- [Try it]: Copy, word for word, the part of the article below on trusting algorithms that begins at "And yet most" and stops after "made by humans.".

- [Text section]:

Building Trust with the Algorithms in Our Lives
Consumers are wary of the recommendations made by algorithms. But according to new research co-authored by Yale SOM’s Taly Reich, showing that an algorithm can learn—that it improves over time—helps to resolve this distrust.
Algorithms are omnipresent in our increasingly digital lives. They offer us new music and friends. They recommend books and clothing. They deliver information about the world. They help us find romantic partners one day, efficient commutes the next, cancer diagnoses the third.
And yet most people display an aversion to algorithms. They don’t fully trust the recommendations made by computer programs. When asked, they prefer human predictions to those put forward by algorithms.
“But given the growing prevalence of algorithms, it seems important we learn to trust and appreciate them,” says Taly Reich, associate professor at Yale SOM. “Is there an intervention that would help reduce this aversion?”
New research conducted by Reich and two colleagues, Alex Kaju of HEC Montreal and Sam Maglio of the University of Toronto, finds that clearly demonstrating an algorithm’s ability to learn from past mistakes increases the trust that people place in the algorithm. It also inclines people to prefer the predictions made by algorithms over those made by humans.

- [Dataset excerpt]:
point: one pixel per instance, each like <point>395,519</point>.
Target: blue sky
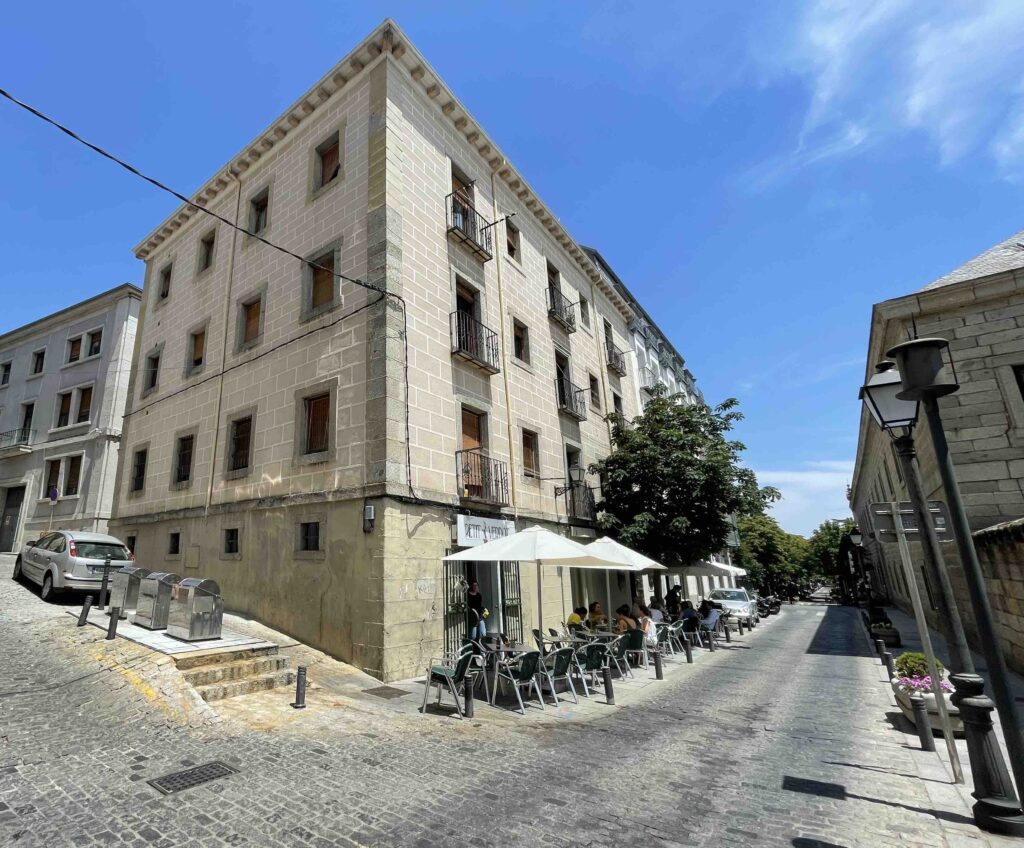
<point>759,174</point>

- [Solution to this problem]:
And yet most people display an aversion to algorithms. They don’t fully trust the recommendations made by computer programs. When asked, they prefer human predictions to those put forward by algorithms.
“But given the growing prevalence of algorithms, it seems important we learn to trust and appreciate them,” says Taly Reich, associate professor at Yale SOM. “Is there an intervention that would help reduce this aversion?”
New research conducted by Reich and two colleagues, Alex Kaju of HEC Montreal and Sam Maglio of the University of Toronto, finds that clearly demonstrating an algorithm’s ability to learn from past mistakes increases the trust that people place in the algorithm. It also inclines people to prefer the predictions made by algorithms over those made by humans.